* **Text section**
Well, in absolute terms there are no capitalist states, no communist states and no socialist countries. Not even any true democracies. But these terms are good when describing differences between countries and peoples ideologies.

Relative to USA, Sweden is socialist.
Relative to Mc Cain, Obama is socialist.
Relative to North Korea, Germany is democratic.
etc..


User currently offlineRJdxer From , joined Dec 1969, posts, RR:
Reply 9, posted (5 years 5 months 1 week 5 days 17 hours ago) and read 2509 times:



Quoting Haggis79 (Reply 6):
I have yet to see Obama making a statement about nationalizing any industry

Again, you don't necessarily have to nationalize an industry to direct it. I would point again to his comment about coal burning power plants. If monetary policy is enabled that sets out to bankrupt those plants, the the national government is in effect controling that end of the energy industry is it not? That is just one example. Another would be health care. He has not proposed national health care but he has proposed "fining" companies that don't offer health care opportunities to their workers. He has not said what amount the "fine" would be but for it to be effective it would have to be large enough to induce the owners to purchase a health care plan and make it available. Again, using monetary policy to direct industry. While not socialism in its book definition form, to deny it is a form of socialism would be wrong. Regulation, used to promote saftey of either the individual, or enviroment is one thing. Regulation used as a punitive measure is quite something else.

* **Jobs**
1. In the forum discussion, reproduce the part that opens with the words containing "Well, in absolute" and closes with "Sweden is socialist.", substituting "market-based" for "capitalist".
2. Summarize the forum discussion in two sentences.
3. Carry on the forum discussion from its final sentence.
The material after this point comes from a separate source.

* **Dataset content**
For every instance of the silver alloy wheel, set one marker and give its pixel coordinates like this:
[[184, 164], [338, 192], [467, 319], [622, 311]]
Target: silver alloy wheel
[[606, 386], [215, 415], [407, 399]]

* **Answers provided**
1.
Well, in absolute terms there are no market-based states, no communist states and no socialist countries. Not even any true democracies. But these terms are good when describing differences between countries and peoples ideologies.

Relative to USA, Sweden is socialist.

2. The first post argues that no country is absolutely capitalist, communist, socialist or democratic, but these labels are useful for relative comparisons, such as Sweden being socialist relative to the USA. A reply contends that government can direct an industry without nationalizing it, citing Obama's comment about coal-burning power plants and his proposal to fine companies that do not offer health care, and calls this a form of socialism while distinguishing safety regulation from punitive regulation.

3.
User currently offlineHaggis79 From Germany, joined Jun 2006, 1096 posts, RR: 1
Reply 10, posted (5 years 5 months 1 week 5 days 17 hours ago) and read 2495 times:



Quoting RJdxer (Reply 9):
Regulation, used to promote saftey of either the individual, or enviroment is one thing. Regulation used as a punitive measure is quite something else.

well, for me it looks like his proposals are exactly what you mention - trying to promote the environment (by lowering CO2 emissions) or the safety of the individual (by getting everyone into a healthcare plan). While I don't think it's a good idea to have health insuranced be distributed through the employer (I prefer a nationalized healthcare plan), I don't see where his proposals are a pure "punitive measure". Of course, all kinds of regulation will always hurt someone - if it wouldn't, it wouldn't be needed.

But still, in my book this does not meet the definition of socialism.... you don't like it - fine. I don't like the Republicans, either - but I don't call them "Nazis"...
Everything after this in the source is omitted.